→ INPUT ROWS:
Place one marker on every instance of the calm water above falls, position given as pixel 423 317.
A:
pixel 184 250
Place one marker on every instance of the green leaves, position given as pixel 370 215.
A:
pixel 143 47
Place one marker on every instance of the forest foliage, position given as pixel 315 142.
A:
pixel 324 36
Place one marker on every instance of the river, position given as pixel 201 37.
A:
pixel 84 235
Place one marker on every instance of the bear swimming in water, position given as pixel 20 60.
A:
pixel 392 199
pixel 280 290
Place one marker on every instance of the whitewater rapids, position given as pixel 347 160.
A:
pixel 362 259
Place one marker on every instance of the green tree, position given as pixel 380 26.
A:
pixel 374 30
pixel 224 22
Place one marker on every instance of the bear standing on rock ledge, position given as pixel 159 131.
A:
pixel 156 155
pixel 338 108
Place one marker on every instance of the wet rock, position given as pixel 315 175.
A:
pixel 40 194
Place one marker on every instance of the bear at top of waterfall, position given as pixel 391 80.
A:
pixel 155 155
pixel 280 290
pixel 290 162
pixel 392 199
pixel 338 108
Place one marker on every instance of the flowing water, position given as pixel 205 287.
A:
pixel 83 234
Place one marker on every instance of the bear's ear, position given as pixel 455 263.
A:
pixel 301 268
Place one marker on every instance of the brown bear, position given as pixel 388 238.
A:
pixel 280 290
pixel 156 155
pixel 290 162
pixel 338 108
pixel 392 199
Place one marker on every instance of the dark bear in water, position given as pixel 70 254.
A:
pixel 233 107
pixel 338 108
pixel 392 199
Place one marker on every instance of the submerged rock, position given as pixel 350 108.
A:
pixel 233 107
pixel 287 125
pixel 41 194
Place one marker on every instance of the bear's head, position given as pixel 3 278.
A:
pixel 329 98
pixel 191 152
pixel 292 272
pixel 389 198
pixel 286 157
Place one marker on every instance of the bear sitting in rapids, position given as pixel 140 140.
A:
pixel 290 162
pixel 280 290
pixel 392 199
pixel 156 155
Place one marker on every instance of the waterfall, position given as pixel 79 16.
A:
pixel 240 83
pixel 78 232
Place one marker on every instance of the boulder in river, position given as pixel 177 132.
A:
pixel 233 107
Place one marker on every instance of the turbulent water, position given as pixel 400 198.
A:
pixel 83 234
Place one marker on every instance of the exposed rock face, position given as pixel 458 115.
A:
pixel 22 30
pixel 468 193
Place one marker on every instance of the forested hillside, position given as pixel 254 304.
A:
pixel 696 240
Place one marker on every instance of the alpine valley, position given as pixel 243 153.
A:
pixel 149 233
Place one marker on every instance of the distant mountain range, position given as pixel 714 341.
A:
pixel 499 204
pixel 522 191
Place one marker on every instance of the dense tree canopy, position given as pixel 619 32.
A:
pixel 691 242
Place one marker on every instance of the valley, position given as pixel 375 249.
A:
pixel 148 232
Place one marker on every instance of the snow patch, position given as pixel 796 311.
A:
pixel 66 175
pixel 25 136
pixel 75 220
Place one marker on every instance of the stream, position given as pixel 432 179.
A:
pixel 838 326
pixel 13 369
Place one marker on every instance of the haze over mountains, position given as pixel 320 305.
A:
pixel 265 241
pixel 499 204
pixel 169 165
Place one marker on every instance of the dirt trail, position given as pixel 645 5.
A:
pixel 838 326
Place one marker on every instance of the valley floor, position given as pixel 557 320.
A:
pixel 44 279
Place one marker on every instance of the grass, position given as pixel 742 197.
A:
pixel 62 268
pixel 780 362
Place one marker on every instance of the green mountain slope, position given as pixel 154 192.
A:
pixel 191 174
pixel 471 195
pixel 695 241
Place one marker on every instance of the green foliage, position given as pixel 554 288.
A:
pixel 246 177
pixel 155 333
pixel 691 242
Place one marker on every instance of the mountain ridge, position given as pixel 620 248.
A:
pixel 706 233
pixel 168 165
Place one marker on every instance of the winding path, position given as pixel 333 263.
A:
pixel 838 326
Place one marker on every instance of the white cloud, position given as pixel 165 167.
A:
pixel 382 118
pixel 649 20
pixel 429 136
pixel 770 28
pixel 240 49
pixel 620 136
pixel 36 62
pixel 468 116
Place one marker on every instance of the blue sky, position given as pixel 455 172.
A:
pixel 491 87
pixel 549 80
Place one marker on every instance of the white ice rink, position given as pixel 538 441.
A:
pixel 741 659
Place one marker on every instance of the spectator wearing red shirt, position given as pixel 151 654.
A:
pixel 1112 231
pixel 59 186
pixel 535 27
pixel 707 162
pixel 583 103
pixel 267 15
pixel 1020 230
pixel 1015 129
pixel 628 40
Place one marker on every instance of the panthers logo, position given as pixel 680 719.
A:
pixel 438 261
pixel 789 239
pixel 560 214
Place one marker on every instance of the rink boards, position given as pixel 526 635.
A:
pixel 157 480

→ INSTRUCTION: Reproduce all of the records above verbatim, without altering a single character.

→ REPLY TO THE TASK:
Place one marker on every instance of the calm water above falls, position given as pixel 423 317.
A:
pixel 184 250
Place one marker on every instance of the green leaves, position given as pixel 370 215.
A:
pixel 143 47
Place one marker on every instance of the forest foliage, position given as pixel 315 142.
A:
pixel 324 36
Place one marker on every instance of the river, position given as pixel 201 37.
A:
pixel 84 235
Place one marker on every instance of the bear swimming in water, position given as pixel 20 60.
A:
pixel 392 199
pixel 280 290
Place one marker on every instance of the whitewater rapids, position given as pixel 347 160.
A:
pixel 362 259
Place one marker on every instance of the green tree, position given as pixel 380 26.
A:
pixel 374 30
pixel 224 22
Place one marker on every instance of the bear standing on rock ledge, position given as pixel 159 131.
A:
pixel 156 155
pixel 338 108
Place one marker on every instance of the wet rock, position given as pixel 315 175.
A:
pixel 40 194
Place one marker on every instance of the bear at top of waterfall, position given as pixel 391 80.
A:
pixel 155 155
pixel 280 290
pixel 290 162
pixel 392 199
pixel 338 108
Place one marker on every instance of the flowing water, position given as pixel 205 287.
A:
pixel 83 234
Place one marker on every instance of the bear's ear, position given as pixel 455 263.
A:
pixel 301 268
Place one marker on every instance of the brown bear, position given as pixel 388 238.
A:
pixel 280 290
pixel 156 155
pixel 290 162
pixel 338 108
pixel 392 199
Place one marker on every instance of the dark bear in water, position given as pixel 70 254.
A:
pixel 233 107
pixel 338 108
pixel 392 199
Place one marker on every instance of the submerged rock, position given as pixel 350 108.
A:
pixel 233 107
pixel 287 125
pixel 41 194
Place one marker on every instance of the bear's head, position given as pixel 3 278.
A:
pixel 329 98
pixel 191 152
pixel 292 272
pixel 389 198
pixel 286 157
Place one marker on every instance of the bear sitting in rapids, position given as pixel 140 140.
A:
pixel 290 162
pixel 280 290
pixel 392 199
pixel 156 155
Place one marker on every instance of the waterfall, position given as pixel 79 16.
A:
pixel 240 83
pixel 78 232
Place one marker on every instance of the boulder in river, position given as pixel 177 132.
A:
pixel 233 107
Place one marker on every instance of the turbulent water, position given as pixel 400 198.
A:
pixel 83 234
Place one marker on every instance of the exposed rock face, position given as pixel 458 115.
A:
pixel 22 30
pixel 468 193
Place one marker on every instance of the forested hillside, position given as pixel 254 304.
A:
pixel 696 240
Place one marker on every instance of the alpine valley, position given as pixel 243 153.
A:
pixel 149 233
Place one marker on every instance of the distant mountain range, position given as pixel 714 341.
A:
pixel 499 204
pixel 522 191
Place one marker on every instance of the dense tree canopy, position given as pixel 619 32.
A:
pixel 691 242
Place one marker on every instance of the valley, position given as pixel 375 249.
A:
pixel 148 232
Place one marker on every instance of the snow patch, position given as pixel 796 311.
A:
pixel 66 175
pixel 25 136
pixel 75 220
Place one marker on every instance of the stream, position given as pixel 432 179.
A:
pixel 838 326
pixel 13 369
Place one marker on every instance of the haze over mountains, position given as pixel 320 305.
A:
pixel 265 241
pixel 499 204
pixel 169 165
Place one marker on every instance of the dirt trail, position given as pixel 645 5.
A:
pixel 838 326
Place one marker on every instance of the valley floor, position given as pixel 557 320.
A:
pixel 44 279
Place one marker on every instance of the grass, position given as pixel 742 197.
A:
pixel 62 268
pixel 780 362
Place one marker on every instance of the green mountain slope, position given as pixel 154 192.
A:
pixel 191 174
pixel 471 195
pixel 695 241
Place one marker on every instance of the green foliage, position given as pixel 554 288.
A:
pixel 246 177
pixel 155 333
pixel 691 242
Place one marker on every instance of the mountain ridge, position given as pixel 620 248.
A:
pixel 706 233
pixel 168 165
Place one marker on every instance of the winding path, position given as pixel 333 263.
A:
pixel 838 326
Place one marker on every instance of the white cloud, position given as pixel 165 167.
A:
pixel 382 118
pixel 649 20
pixel 429 136
pixel 770 28
pixel 240 49
pixel 620 136
pixel 36 62
pixel 468 116
Place one marker on every instance of the blue sky, position given as pixel 455 172.
A:
pixel 491 87
pixel 549 80
Place one marker on every instance of the white ice rink, position given as pixel 538 441.
A:
pixel 741 659
Place one marker on every instance of the spectator wearing red shirt, position given as pixel 151 654.
A:
pixel 1112 231
pixel 59 186
pixel 535 27
pixel 707 162
pixel 583 103
pixel 267 15
pixel 1020 230
pixel 1015 129
pixel 628 40
Place one marker on every instance of the panthers logo, position given as pixel 680 719.
A:
pixel 438 261
pixel 789 239
pixel 560 214
Place one marker on every instance of the rink boards, position given as pixel 526 635.
A:
pixel 157 480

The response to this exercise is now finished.